_PASSAGE PROVIDED_
1986 Spain and Portugal become the 11 th and 12 th member states. 1987 The Single European Act (SEA) introduces majority voting on Single Market legislation and increases the power of the European Parliament. 1989 The Madrid European Council launches the plan for achievement of Economic and Monetary Union (EMU). 1990 East and West Germany are reunited after the fall of the Berlin Wall. 1991 Two parallel intergovernmental conferences produce the Treaty on European Union (Maastricht) which EU leaders approve at the Maastricht European Council.

1992 Treaty on European Union signed in Maastricht and sent to member states for ratification. First referendum in Denmark rejects the Treaty. 1993 The Single Market enters into force on January 1. In May, a second Danish referendum ratifies the Maastricht Treaty, which takes effect in November.

1994 The EU and the 7-member European Free Trade Association (EFTA) form the European Economic Area, a single market of 19 countries. The EU completes membership negotiations with EFTA members Austria, Finland, Norway, and Sweden. 1995 Austria, Finland, and Sweden join the Union on January 1. Norway fails to ratify accession treaty. EU prepares the 1996 intergovernmental conference on EU institutional reform. 2001 Treaty of Nice results from 2000 Intergovernmental Conference.

Following the end of World War II Europe was torn politically, economically, and physically by the war's effects. To unite the war torn countries in Europe in a way that can help improve economy as well as establish peace was the next step for these nations. After several ideas, several Western European nations acted together to create an amalgamation that would change the Europe's future for the better. In 1952 after suffering heavy economical loss in Europe 6 countries decided to unite their coal and steel industries. Belgium, France, the Federal Republic of Germany, Italy, Luxembourg, and the Netherlands created the European Coal and Steel Community, which put their resources into a common market as well as creating the first European economic alliance. Then later in 1958, the European Economic Community was set up in order to expand a common market to all economic areas of the participating nations.

Several other European nations noticed how this economic alliance was improving relations as well as business between member countries, and decided to join. These countries joined in 1973: the United Kingdom, Denmark, and Ireland. The ultimate goal of this organization was to have such unification as to provide a common market for all the citizens of member countries of the EU. Ideas of this started as early as 1952, but the actual plan was enforced in 1985, a plan to reach a common market by 1992. By now Greece, Spain, and Portugal are members.

_Object point labels_
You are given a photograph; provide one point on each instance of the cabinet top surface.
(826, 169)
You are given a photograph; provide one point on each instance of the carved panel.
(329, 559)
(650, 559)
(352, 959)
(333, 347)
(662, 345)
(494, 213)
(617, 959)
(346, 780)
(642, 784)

_YOUR OBJECTIVE_
Extend the passage on the history of European integration, beginning immediately after its final sentence.

_THE ANSWER_
The act to establish a common market was called the Single European Act. This act posed hopes of reaching a single market by 1992, but these hopes were too optimistic. The reason why a common market was reached 7 years overdue was partly to the fact that only one vote was needed to reject the act. Since any country could veto it would take much longer to reach an agreement between all members. The solution to this was to create a rule that the making of this single European currency was to be voted by the majority of the states. Hence, the Eurodollar was introduced into the market on January 1, 1999.

In the half-a-century that passed after WWII the stability and economy of Europe had improved steadily. Germany, which had been bankrupt at the end of the war, is now the most populated country of the EU with plenty exports, mainly mechanics. The Eurodollar now creates a more balanced environment in Europe making all the countries, according to population, equal in terms of GNP as well as yearly income. This sort of "Robin Hood" society "takes from the rich and gives to the poor," which is a reason why Great Britain, a member country, does not want to be part of the common market, and instead keeps its pound, which is worth about 1. 6 the value of the euro. Great Britain is still a part of the other EU policies.

With close ties in the economic business between the countries, disputes are settled easily because most countries enjoy the improved financial system of their nations. The EU improves relations not only within the union, but also without. Non-member candidates that would like to join are forced to "make friends" with the member nations because they, too, want to benefit from an economic alliance in Europe. Such nations are Turkey, Bulgaria, Romania, Poland, Hungary, Slovakia, Slovenia, Lithuania, Latvia, Estonia, Cyprus, Malta, and Czechoslovakia. Those candidates will join in the future. This year the European Union invested $6 billion into helping the candidates be a part of this financial coalition.

This enlargement plan is well underway and hopes for an even greater EU are ahead. Also out of the countries who are already candidates Britain, Sweden and Denmark are not joining the single-currency policy. Greece failed to meet the criteria because of financial weakness. Poland is one of the top candidates for the big EU enlargement that will be coming. It is one of the most prosperous and populous country of the nations that are candidates. The vote for Poland to enter the EU will be done by the citizens of Poland, who, with lack of knowledge, might vote for the wrong thing and that would be "a major blow for the EU to lose Polish referendum." Poland's economy is already rising with a GNP growth of 1.

5% last year and 2% by the end of this one. Marek Belka, the finance minister of Poland, hopes to get ties to the members of EU, and ultimately become an EU member. He traveled all over the world, and still is, to try and make relations better so that Poland would officially be part of the European Union. Already the INTERREG Program between Germany and Poland is loosening the economic knot in the borders of Mecklenburg-Vorpommen and Brandenburg of Germany and Voidvoship Zachodniopomorskie of Poland. This program develops the economy and infrastructure on both sides that will improve cross-border cooperation. INTERREG Program for Future Polish Annexation by EU o Economic development and co-operation.

Measures are mainly aimed at national and international marketing strategies, supporting enterprises and the tourism sector. (Community contribution: EUR 4. 15 million). o Infrastructure.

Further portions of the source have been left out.